--- DATA FOR THE TASK ---

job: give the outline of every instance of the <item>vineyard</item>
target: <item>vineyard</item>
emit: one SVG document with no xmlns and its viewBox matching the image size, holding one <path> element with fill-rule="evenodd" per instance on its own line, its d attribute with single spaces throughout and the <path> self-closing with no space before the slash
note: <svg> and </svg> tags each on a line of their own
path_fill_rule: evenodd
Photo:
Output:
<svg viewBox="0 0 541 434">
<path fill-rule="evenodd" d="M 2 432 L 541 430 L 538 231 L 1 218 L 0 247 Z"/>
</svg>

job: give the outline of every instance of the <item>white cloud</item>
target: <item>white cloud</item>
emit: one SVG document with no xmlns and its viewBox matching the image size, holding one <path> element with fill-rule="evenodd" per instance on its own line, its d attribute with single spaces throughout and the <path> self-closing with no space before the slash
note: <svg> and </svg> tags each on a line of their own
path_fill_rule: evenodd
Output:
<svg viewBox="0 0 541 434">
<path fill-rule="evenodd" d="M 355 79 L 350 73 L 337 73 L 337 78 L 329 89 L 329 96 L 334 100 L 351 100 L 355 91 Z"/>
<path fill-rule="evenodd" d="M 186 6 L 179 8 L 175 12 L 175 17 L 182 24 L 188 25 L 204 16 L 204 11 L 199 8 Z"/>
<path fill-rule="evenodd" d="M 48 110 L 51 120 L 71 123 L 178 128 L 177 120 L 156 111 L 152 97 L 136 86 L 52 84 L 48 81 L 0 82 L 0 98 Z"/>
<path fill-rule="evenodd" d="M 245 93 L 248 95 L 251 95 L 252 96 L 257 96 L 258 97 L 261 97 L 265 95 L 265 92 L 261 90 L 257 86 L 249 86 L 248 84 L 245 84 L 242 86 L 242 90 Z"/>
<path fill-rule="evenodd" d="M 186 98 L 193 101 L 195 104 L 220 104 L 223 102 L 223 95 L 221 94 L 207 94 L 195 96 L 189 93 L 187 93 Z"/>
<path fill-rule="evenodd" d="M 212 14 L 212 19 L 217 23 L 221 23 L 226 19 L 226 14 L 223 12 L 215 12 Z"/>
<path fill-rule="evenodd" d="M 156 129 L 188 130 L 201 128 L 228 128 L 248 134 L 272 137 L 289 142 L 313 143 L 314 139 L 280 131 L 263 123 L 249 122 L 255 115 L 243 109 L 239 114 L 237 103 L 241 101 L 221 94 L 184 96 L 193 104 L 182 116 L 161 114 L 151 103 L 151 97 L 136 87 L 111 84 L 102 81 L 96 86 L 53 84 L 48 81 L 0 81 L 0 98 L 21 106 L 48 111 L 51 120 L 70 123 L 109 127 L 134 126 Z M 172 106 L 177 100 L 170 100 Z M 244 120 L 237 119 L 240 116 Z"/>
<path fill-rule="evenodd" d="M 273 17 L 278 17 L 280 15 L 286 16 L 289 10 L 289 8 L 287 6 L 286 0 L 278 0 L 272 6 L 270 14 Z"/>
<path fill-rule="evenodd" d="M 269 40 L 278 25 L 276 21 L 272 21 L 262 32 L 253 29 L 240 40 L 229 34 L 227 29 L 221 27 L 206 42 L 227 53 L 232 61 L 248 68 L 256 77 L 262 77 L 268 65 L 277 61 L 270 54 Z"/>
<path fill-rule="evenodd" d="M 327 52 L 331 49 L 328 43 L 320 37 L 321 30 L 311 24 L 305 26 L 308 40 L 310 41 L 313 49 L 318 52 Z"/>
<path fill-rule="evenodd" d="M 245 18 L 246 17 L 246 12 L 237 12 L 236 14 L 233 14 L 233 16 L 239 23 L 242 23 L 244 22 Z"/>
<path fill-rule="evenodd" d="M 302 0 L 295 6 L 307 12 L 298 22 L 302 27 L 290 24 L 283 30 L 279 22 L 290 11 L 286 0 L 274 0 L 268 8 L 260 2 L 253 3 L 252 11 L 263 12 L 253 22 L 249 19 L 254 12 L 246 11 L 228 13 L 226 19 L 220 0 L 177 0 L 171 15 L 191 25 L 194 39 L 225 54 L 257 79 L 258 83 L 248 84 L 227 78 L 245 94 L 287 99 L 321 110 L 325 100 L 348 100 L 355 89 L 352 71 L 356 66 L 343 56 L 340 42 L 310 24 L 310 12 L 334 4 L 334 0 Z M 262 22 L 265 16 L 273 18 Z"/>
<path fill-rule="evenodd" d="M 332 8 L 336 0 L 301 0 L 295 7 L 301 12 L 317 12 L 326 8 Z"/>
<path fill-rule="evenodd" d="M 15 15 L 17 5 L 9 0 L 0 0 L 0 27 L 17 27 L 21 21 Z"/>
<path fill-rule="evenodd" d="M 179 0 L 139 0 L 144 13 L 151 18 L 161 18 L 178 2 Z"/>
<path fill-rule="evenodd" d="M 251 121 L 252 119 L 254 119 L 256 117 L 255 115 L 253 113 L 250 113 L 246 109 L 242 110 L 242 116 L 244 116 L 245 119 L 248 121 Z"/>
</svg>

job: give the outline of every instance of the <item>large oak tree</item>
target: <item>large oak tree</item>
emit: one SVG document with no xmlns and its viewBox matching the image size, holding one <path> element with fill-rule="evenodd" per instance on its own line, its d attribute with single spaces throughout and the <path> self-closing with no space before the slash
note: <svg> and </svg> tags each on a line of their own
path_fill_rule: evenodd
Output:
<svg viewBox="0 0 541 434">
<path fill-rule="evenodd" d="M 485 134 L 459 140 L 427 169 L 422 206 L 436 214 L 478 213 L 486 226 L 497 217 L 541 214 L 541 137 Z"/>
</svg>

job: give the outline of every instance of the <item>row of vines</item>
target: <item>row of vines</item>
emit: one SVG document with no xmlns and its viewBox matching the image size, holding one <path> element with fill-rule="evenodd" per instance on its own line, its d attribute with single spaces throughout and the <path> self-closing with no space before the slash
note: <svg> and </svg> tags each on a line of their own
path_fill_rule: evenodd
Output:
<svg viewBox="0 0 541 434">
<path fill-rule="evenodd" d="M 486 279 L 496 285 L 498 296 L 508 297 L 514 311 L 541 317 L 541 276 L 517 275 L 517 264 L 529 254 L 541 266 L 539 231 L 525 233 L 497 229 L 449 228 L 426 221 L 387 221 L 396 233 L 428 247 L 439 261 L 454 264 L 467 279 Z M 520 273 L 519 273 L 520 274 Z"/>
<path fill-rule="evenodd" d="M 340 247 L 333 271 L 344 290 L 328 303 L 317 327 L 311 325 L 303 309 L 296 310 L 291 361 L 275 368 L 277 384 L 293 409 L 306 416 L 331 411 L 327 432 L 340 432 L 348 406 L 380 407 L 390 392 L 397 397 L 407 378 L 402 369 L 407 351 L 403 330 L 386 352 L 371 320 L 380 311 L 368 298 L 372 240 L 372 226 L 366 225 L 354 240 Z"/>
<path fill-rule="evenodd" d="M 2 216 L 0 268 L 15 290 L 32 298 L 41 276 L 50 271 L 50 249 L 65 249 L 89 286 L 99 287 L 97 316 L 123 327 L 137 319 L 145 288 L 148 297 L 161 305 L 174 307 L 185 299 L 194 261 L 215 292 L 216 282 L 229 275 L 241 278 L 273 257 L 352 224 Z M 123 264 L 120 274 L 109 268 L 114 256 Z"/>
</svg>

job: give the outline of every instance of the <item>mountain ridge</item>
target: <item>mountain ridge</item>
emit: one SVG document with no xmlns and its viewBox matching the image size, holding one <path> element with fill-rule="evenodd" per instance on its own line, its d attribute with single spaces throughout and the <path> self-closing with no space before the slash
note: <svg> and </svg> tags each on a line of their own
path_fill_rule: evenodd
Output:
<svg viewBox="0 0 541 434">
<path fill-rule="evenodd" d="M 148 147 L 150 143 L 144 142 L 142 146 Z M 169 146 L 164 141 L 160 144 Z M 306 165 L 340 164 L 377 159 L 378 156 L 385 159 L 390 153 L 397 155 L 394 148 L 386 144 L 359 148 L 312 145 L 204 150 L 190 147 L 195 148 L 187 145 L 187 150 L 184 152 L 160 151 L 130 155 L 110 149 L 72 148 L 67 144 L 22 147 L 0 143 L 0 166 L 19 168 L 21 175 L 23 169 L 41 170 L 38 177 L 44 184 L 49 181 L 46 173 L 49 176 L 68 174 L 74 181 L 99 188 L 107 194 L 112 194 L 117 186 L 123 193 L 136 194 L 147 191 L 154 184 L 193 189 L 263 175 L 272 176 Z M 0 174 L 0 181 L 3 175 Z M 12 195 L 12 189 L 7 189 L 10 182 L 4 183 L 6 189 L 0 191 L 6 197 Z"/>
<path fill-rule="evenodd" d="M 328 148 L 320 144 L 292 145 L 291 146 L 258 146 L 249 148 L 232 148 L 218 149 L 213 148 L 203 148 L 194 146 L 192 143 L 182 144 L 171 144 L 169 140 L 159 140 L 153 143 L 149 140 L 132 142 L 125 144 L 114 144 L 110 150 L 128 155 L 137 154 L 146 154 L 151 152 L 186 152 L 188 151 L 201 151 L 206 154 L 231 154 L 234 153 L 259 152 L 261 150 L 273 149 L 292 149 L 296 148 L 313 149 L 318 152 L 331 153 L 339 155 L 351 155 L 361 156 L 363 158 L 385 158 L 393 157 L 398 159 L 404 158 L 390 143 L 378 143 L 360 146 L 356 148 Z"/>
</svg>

---

GIVEN PROBLEM ▸
List every line in the listing above that contains the string "cloud", copying each such line in full.

RESPONSE FOR THIS EXERCISE ▸
job: give the outline of every instance of the <item>white cloud</item>
target: <item>white cloud</item>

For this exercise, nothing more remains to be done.